__Set task A__. Can you reproduce the job-market text word for word, from "The thing that" through "with the Bard?"?
__Set task B__. In the job-market text, why did personality decide which candidates moved from the top twenty or so down to the top three? Answer in one to three sentences.
__Set task C__. Which years are named in the job-market text? List every one.

__Text shown__.
========================================================================

2) For me, finding a job was easy. I had a few good offers, and a couple ones I could have taken if nothing else came in. But I've also got friends -- from my program and elsewhere -- that either haven't found jobs or haven't found jobs they're happy with. Year to year, the search is a crapshoot. Right now, for instance, almost everyone's in a hiring freeze so lots of new PhDs are stranded.

The people I know who did well on the market all have one thing in common, though. They're likeable. You'd want to work with them, and you'd want to be in a classroom with them. I can't overstate how much this matters. We were hiring for a position in the English department this year and had about 300 applicants. Of those, about 70 were really good fits (they had the primary fields we were looking for, plus at least one of the secondary fields we wanted).

The thing that took the top twenty or so down to the top three (and for that matter, down to the top one) was personality. Every one of these candidates knew their stuff, and every one of them could have done the job and likely done it well. So it really came down to who the staff and the faculty would most like to talk to every day, and who best communicated with the students.

Powered Descent
Jul 13, 2008

We haven't had that spirit here since 1969.



Here's a strange one for you.

I know this isn't quite your specialty, but is there any contemporary literature (say, from 1950 onward) that you suspect future historians will regard as the classics of our time? Flash forward to an English Lit class at Tranquility Base University in the year 2309. What 20th and 21st century authors will your silver-jumpsuited counterpart remember in one breath with the Bard?

========================================================================

__Dataset excerpt__.
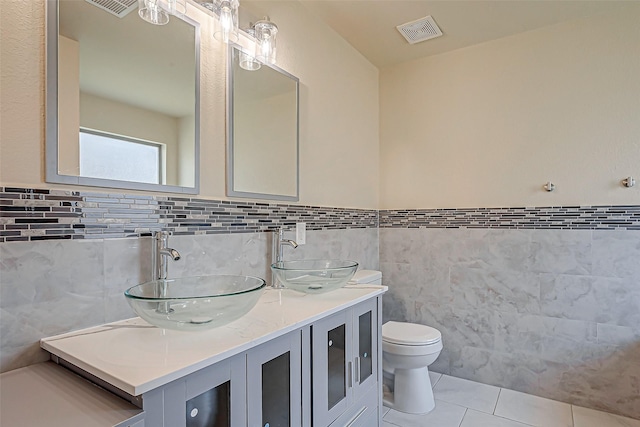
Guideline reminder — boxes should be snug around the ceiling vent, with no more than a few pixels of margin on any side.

========================================================================

__Result A__.
The thing that took the top twenty or so down to the top three (and for that matter, down to the top one) was personality. Every one of these candidates knew their stuff, and every one of them could have done the job and likely done it well. So it really came down to who the staff and the faculty would most like to talk to every day, and who best communicated with the students.

Powered Descent
Jul 13, 2008

We haven't had that spirit here since 1969.



Here's a strange one for you.

I know this isn't quite your specialty, but is there any contemporary literature (say, from 1950 onward) that you suspect future historians will regard as the classics of our time? Flash forward to an English Lit class at Tranquility Base University in the year 2309. What 20th and 21st century authors will your silver-jumpsuited counterpart remember in one breath with the Bard?

__Result B__. Every one of those candidates knew their stuff and could likely have done the job well. So the choice came down to whom the staff and faculty would most like to talk to every day, and who best communicated with the students.

__Result C__. 2008, 1969, 1950, 2309